• _EXERCISE TASK_
Copy every row below verbatim, and leave the pictures out of your copy.

• _SUPPLIED DATA_
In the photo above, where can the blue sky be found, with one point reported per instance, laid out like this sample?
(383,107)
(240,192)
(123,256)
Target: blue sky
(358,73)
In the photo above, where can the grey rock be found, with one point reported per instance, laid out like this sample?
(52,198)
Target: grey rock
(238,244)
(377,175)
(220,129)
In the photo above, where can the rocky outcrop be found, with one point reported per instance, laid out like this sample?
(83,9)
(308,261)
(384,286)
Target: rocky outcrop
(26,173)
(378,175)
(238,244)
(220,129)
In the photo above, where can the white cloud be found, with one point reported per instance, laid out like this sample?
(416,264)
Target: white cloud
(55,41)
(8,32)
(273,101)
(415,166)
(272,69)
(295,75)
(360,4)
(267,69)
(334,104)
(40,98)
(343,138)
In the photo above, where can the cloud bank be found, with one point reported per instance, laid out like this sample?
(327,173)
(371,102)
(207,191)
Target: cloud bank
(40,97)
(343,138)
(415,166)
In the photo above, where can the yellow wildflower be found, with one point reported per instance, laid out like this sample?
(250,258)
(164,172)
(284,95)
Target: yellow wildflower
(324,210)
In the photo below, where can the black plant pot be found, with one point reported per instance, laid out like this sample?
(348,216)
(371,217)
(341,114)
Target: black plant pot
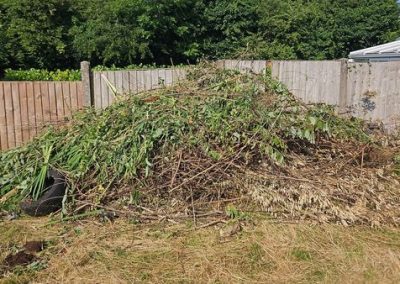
(51,200)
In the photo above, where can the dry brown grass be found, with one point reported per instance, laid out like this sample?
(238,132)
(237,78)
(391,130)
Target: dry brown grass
(264,251)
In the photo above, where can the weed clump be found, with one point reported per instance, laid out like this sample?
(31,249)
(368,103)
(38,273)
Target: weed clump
(196,141)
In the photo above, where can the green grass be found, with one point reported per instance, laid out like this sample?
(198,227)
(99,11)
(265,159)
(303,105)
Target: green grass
(265,252)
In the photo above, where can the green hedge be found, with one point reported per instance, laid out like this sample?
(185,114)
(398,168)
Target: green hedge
(41,75)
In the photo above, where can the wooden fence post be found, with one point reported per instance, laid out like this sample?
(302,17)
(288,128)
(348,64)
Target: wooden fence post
(86,84)
(343,86)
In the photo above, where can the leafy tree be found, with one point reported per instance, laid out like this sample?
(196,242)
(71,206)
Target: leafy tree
(36,32)
(125,32)
(59,33)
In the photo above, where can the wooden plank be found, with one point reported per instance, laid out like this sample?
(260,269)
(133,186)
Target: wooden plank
(8,101)
(140,81)
(168,77)
(52,102)
(74,97)
(17,113)
(80,93)
(31,109)
(38,106)
(119,81)
(125,82)
(44,89)
(97,84)
(133,85)
(161,78)
(67,99)
(3,120)
(154,79)
(111,75)
(24,112)
(60,102)
(147,80)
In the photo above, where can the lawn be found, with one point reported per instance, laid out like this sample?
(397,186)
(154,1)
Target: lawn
(262,250)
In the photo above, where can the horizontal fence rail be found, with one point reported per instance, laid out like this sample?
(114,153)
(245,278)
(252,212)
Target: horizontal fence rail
(27,107)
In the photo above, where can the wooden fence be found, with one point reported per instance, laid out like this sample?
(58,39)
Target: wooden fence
(367,90)
(370,91)
(27,107)
(133,82)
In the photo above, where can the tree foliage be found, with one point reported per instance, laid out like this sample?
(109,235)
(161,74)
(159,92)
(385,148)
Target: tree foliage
(60,33)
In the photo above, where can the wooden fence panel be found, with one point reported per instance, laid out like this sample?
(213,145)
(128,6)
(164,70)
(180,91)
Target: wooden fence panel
(27,107)
(131,81)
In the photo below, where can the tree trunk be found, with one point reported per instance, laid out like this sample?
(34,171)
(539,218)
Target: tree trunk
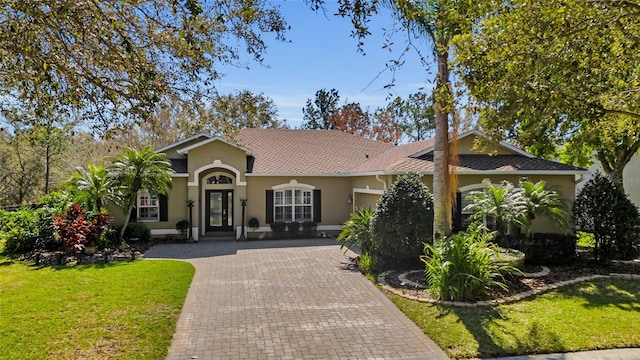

• _EXERCISE RESPONSE_
In the photo above, where can the blue sky be found, with one point reported per instance, laid out like this sample?
(383,107)
(240,192)
(123,256)
Target: blue sky
(358,73)
In the photo above, where can the grey rock be found, with one point reported per instance, laid out like this sample?
(52,198)
Target: grey rock
(238,244)
(377,175)
(220,129)
In the photo above, where can the rocky outcrop be found, with one point reported per instance, laid out like this sample?
(83,9)
(308,261)
(384,286)
Target: rocky outcrop
(26,173)
(378,175)
(238,244)
(220,129)
In the photo above, where can the white cloud be found, with one point reported per instance, laid out like this sample?
(416,264)
Target: white cloud
(55,41)
(8,32)
(273,101)
(415,166)
(272,69)
(295,75)
(360,4)
(267,69)
(334,104)
(40,98)
(343,138)
In the photo above, where can the cloud bank be found, with one point reported per instance, laid out like this sample?
(327,173)
(371,102)
(207,191)
Target: cloud bank
(40,97)
(343,138)
(415,166)
In the photo above, where can the yellow wildflower be found, with one point reported per instance, laid out like this sample?
(250,258)
(164,172)
(284,95)
Target: yellow wildflower
(324,210)
In the photo below, where can the black plant pot be found, with one point reported per instance, laid out like this sample?
(348,216)
(371,217)
(341,114)
Target: black plant pot
(51,200)
In the photo above, where can the dry brown grass be found, with one point reported per instance, laid out like this sample?
(238,132)
(237,78)
(391,130)
Target: dry brown grass
(264,251)
In the photo above, where can the weed clump be found, with one point reported per instance, laid out like this sample?
(31,249)
(368,103)
(38,273)
Target: weed clump
(196,141)
In the photo above, where can the green grass be found, with one point reported per instance, laid out like this sample?
(198,227)
(99,11)
(265,159)
(303,105)
Target: green grass
(265,252)
In the photo above, where can the green hedge be found, with one point reported per instance, laid out like this sample?
(185,114)
(398,168)
Target: green hedge
(41,75)
In the photo above, where can the wooden fence post be found, with one point reported per instance, laid out like this sample?
(302,17)
(288,128)
(348,64)
Target: wooden fence post
(86,84)
(343,86)
In the photo above, where can the leafy tree be found, with one point reported per instance, laid out like this sample?
(196,242)
(71,206)
Target: leafy tree
(36,32)
(125,32)
(59,33)
In the photo above, where can the wooden plank be found, with one point reported per instance, laid out like this sample?
(260,269)
(133,186)
Target: wooden plank
(8,101)
(140,81)
(168,77)
(52,102)
(74,97)
(17,113)
(80,93)
(31,109)
(38,106)
(119,81)
(125,82)
(44,89)
(97,84)
(133,85)
(161,78)
(67,99)
(3,120)
(154,79)
(111,75)
(24,112)
(60,102)
(147,80)
In the photo above, where can the lawn be found, with one point reported per instance, laid out like this sample?
(397,186)
(154,1)
Target: lawn
(262,250)
In the photo above, where can the horizontal fence rail be found, with one point reported per instance, laid out like this sample?
(114,153)
(245,278)
(252,212)
Target: horizontal fence rail
(27,107)
In the photo above, where can the wooden fence be found, with one point reported per instance, laid out like this sample?
(58,39)
Target: wooden fence
(367,90)
(370,91)
(27,107)
(133,82)
In the photo above, where can the tree foliage be found, with one point reported per instance, laid out like this sample?
(109,235)
(161,74)
(159,92)
(385,148)
Target: tree foliage
(60,33)
In the photo above, where can the wooden fence panel be found, with one point reported per instance, laid out like this sample?
(213,145)
(128,6)
(164,70)
(180,91)
Target: wooden fence panel
(27,107)
(131,81)
In the photo below, where can the tree trunk be found, with one point reported per instance, laid out like this sample?
(34,171)
(539,218)
Target: tree trunk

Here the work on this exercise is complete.